-- Entries --
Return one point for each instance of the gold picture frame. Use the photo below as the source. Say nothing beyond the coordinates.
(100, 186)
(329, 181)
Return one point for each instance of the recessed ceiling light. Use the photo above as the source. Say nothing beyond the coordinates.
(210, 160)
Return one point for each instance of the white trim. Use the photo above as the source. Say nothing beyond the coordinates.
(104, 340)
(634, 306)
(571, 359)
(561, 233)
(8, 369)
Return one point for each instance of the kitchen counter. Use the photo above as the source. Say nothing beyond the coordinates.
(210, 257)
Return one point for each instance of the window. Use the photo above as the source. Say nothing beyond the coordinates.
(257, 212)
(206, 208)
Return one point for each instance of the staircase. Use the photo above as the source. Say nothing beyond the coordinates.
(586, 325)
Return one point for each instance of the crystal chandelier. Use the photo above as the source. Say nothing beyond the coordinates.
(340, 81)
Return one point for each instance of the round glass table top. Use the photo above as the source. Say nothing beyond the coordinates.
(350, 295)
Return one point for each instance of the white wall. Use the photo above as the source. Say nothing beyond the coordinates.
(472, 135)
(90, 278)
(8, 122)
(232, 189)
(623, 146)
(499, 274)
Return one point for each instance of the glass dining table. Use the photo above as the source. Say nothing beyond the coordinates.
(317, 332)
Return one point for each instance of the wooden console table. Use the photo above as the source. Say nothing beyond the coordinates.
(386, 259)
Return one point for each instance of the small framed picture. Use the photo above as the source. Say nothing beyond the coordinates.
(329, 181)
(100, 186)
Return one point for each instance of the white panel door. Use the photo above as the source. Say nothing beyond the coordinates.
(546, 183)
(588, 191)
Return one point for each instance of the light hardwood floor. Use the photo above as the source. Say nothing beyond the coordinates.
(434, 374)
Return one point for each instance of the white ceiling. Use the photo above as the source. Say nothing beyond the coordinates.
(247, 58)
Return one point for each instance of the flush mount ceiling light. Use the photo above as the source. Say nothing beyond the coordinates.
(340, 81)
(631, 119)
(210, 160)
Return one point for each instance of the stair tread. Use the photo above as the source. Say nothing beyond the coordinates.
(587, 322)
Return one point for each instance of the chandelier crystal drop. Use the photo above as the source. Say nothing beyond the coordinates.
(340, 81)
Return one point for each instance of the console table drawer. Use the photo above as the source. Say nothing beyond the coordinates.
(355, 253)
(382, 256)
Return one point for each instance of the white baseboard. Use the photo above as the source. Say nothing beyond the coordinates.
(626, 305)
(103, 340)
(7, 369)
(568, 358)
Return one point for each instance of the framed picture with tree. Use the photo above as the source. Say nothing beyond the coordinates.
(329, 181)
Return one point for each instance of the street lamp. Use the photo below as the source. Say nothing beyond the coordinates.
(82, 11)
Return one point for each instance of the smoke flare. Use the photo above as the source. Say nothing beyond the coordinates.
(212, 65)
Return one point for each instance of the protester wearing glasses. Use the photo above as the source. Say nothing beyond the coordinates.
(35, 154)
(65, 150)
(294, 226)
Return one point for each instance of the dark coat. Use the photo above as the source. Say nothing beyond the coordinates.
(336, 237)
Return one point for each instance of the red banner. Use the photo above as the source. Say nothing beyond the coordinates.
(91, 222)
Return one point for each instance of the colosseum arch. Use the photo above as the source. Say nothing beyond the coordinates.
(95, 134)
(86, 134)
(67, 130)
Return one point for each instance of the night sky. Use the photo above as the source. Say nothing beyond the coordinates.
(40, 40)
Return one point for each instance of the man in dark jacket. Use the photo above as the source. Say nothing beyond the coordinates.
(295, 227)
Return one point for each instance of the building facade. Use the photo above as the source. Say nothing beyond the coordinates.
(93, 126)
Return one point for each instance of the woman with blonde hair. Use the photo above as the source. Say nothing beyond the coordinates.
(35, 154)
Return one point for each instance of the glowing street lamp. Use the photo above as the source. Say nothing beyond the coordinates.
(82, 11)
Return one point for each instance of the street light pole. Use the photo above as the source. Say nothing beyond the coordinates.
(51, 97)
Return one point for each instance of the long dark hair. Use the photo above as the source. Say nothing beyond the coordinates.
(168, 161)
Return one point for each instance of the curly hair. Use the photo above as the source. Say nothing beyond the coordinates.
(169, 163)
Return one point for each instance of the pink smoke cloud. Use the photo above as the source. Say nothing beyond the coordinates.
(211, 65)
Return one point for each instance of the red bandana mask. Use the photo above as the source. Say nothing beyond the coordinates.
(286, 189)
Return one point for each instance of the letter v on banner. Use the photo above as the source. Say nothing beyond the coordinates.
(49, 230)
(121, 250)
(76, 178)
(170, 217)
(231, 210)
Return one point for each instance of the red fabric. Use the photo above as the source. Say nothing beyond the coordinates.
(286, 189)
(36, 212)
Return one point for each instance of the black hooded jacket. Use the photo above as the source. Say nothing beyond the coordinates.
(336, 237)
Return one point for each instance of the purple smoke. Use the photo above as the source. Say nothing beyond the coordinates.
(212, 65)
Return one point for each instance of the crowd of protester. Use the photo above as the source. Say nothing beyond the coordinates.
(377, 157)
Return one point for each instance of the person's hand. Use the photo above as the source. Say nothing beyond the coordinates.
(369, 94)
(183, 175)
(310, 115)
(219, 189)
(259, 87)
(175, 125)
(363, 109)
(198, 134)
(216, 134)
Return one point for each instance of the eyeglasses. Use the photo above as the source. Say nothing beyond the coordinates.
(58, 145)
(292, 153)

-- The request --
Can you write out the stretch from the line containing "Return one point for each instance of the person's" through the end of the entries, keeping the requests as they are and shifting every coordinate by adding 113 to each number in it?

-- Response to the exercise --
Return one point for each instance of the person's hand. Use the photo above as the source. Say nothing beyond the coordinates.
(482, 207)
(296, 288)
(423, 228)
(332, 302)
(372, 200)
(288, 238)
(476, 222)
(311, 247)
(329, 247)
Return one point for each instance of the eyeglasses. Use the photo above as the source. Say nothing beyond the coordinates.
(171, 258)
(405, 266)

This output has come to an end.